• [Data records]
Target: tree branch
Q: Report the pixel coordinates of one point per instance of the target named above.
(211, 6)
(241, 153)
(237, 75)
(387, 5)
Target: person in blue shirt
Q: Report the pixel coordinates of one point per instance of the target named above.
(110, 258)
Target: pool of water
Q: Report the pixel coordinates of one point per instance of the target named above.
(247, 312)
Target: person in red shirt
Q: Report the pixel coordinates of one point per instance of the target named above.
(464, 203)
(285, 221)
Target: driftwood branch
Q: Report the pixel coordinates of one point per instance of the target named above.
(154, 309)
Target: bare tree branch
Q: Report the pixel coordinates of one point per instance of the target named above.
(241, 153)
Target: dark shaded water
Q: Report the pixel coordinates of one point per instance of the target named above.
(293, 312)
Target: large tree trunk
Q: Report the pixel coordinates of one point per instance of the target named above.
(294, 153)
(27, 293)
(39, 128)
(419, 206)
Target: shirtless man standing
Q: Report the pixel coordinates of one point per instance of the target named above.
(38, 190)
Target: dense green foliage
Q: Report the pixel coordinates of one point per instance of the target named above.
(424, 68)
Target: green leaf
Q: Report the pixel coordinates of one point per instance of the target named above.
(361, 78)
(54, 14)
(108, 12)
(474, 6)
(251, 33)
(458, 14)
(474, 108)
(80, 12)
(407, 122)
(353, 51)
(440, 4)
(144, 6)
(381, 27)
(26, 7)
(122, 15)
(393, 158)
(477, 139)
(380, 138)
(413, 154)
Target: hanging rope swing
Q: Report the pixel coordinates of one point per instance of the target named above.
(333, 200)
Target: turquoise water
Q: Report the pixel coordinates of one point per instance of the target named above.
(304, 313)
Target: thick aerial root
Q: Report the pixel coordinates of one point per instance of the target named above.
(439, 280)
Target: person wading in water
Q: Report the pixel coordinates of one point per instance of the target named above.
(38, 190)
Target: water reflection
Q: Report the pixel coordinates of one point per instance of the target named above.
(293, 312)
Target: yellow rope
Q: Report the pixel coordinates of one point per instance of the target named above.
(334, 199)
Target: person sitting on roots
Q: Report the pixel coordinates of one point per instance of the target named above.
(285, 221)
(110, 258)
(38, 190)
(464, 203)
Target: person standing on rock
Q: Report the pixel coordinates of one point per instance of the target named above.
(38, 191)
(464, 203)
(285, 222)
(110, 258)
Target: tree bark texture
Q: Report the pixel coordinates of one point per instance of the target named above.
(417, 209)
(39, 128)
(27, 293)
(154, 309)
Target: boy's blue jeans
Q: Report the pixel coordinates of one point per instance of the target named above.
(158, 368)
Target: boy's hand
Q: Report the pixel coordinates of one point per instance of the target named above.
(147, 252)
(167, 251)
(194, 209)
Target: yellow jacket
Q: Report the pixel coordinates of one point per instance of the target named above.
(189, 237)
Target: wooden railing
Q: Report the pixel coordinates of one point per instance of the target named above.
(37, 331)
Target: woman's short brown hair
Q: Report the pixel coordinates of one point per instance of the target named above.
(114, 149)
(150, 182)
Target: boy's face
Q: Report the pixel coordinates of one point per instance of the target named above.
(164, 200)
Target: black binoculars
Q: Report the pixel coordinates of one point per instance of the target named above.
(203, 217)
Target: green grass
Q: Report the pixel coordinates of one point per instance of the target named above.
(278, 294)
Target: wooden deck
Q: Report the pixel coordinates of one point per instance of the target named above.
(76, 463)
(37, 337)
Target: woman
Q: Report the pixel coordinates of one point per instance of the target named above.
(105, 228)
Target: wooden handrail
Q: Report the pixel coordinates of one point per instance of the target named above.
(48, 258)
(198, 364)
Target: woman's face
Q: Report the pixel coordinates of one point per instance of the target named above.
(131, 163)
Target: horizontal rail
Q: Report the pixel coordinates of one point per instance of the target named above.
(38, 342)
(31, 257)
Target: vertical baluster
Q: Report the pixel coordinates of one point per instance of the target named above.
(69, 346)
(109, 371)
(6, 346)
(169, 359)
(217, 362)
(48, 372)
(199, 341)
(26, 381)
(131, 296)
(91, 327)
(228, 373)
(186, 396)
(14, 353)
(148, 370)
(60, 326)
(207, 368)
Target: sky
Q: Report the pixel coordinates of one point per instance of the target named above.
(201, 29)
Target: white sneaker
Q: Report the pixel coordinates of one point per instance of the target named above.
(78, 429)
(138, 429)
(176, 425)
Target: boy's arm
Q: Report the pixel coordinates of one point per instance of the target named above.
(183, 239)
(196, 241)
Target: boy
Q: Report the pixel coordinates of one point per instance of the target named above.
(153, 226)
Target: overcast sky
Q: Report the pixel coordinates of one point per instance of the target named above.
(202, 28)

• [Required task]
Transcribe all of the lines in the records precisely.

• [In response]
Target: tree branch
Q: Report the pixel coordinates of one point per instance of the target named above.
(211, 6)
(241, 153)
(237, 75)
(387, 5)
Target: person in blue shirt
Q: Report the pixel coordinates of one point per instance of the target named above.
(110, 258)
Target: pool of water
Q: Report the pixel coordinates of one point per instance of the target named above.
(247, 312)
Target: person in red shirt
Q: Report the pixel coordinates of one point per instance of the target named above.
(464, 203)
(285, 221)
Target: driftwood branch
Q: Report the pixel coordinates of one point per instance of the target named above.
(154, 309)
Target: bare tree branch
Q: Report the pixel coordinates of one point per instance of the target named above.
(241, 153)
Target: dark shaded water
Q: Report the pixel coordinates of one point per instance of the target named above.
(293, 312)
Target: large tree trunk
Q: Report the pixel coordinates of one point per instance of the target named above.
(294, 153)
(27, 293)
(39, 128)
(419, 206)
Target: shirtless man standing
Q: Report the pixel coordinates of one point per instance of the target named above.
(38, 190)
Target: dense green foliage
Q: Report the pixel coordinates of one point per instance of the target named above.
(424, 68)
Target: green leaf
Q: Report the pixel coordinates of one point per instance of the target named above.
(361, 78)
(54, 14)
(108, 12)
(474, 6)
(251, 33)
(458, 14)
(474, 108)
(80, 12)
(407, 122)
(353, 51)
(440, 4)
(144, 6)
(381, 27)
(26, 7)
(122, 15)
(393, 158)
(477, 139)
(380, 138)
(413, 154)
Target: hanging rope swing
Q: Report the pixel coordinates of one point per instance of the target named above.
(333, 200)
Target: turquoise water
Q: Report the pixel coordinates of one point per instance of the target named above.
(304, 313)
Target: thick aerial root
Q: Report the pixel coordinates of one point per instance of the target named above.
(439, 280)
Target: person wading in water
Q: Report the pixel coordinates of one point per instance of the target named above.
(38, 190)
Target: water reflection
Q: Report the pixel coordinates of one point per instance of the target named above.
(293, 312)
Target: yellow rope
Q: Report the pixel coordinates of one point per instance of the target named above.
(334, 199)
Target: person sitting on roots
Q: Report the pixel coordinates of one point per instance of the target named above.
(285, 221)
(110, 258)
(38, 190)
(464, 203)
Target: person standing on rock
Q: Report the pixel coordinates of one point per instance of the target named above.
(38, 191)
(464, 203)
(285, 222)
(110, 258)
Target: tree bark texture
Q: Report the pixel coordinates of one point per instance of the target named above.
(417, 209)
(39, 128)
(27, 293)
(154, 309)
Target: boy's blue jeans
Q: Report the pixel coordinates of one point per instance of the target named above.
(158, 368)
Target: boy's hand
Q: Report the pixel coordinates of one point per instance of the target named above.
(147, 252)
(167, 251)
(194, 209)
Target: yellow jacket
Q: Report the pixel coordinates of one point per instance of the target named above.
(189, 237)
Target: wooden railing
Q: Report the pixel coordinates of one point per instance of the target named above.
(37, 331)
Target: woman's short brown hair
Q: Report the pixel coordinates of one point per instance of the target named above.
(114, 149)
(150, 182)
Target: boy's face
Q: Report the pixel coordinates of one point per instance of the target named above.
(164, 200)
Target: black binoculars
Q: Report the pixel coordinates of one point per instance of the target named above.
(203, 217)
Target: green grass
Q: Report the pixel coordinates of one point per instance of the target named above.
(278, 294)
Target: wooden deck
Q: Report the pixel coordinates of one point per instance of the target named above.
(76, 463)
(37, 337)
Target: woman
Q: Report the pixel coordinates of one point per instance of the target named above.
(105, 228)
Target: wooden handrail
Q: Report the pixel coordinates of one point per instance of the target named above.
(48, 258)
(198, 364)
Target: woman's face
Q: Report the pixel coordinates of one point per instance of the target named above.
(131, 163)
Target: horizontal rail
Q: Report the pixel coordinates of one point per instance of the target named above.
(38, 342)
(31, 257)
Target: vertical baluster
Q: Report the pixel coordinates of one point per instance of the target named above.
(69, 346)
(109, 371)
(6, 346)
(169, 359)
(217, 362)
(48, 372)
(199, 341)
(26, 381)
(131, 296)
(91, 327)
(228, 373)
(186, 396)
(14, 353)
(148, 370)
(60, 326)
(207, 368)
Target: sky
Q: Report the pixel coordinates of one point per instance of the target named above.
(201, 29)
Target: white sneaker
Q: Report the pixel coordinates of one point per instance of the target named above.
(78, 429)
(138, 429)
(176, 425)
Target: boy's arm
Q: Report the pixel coordinates of one point per instance of the target named above.
(183, 239)
(196, 241)
Target: boy
Q: Report the pixel coordinates of one point per instance of the target named above.
(153, 226)
Target: overcast sky
Q: Report the pixel coordinates of one point per instance of the target named above.
(202, 28)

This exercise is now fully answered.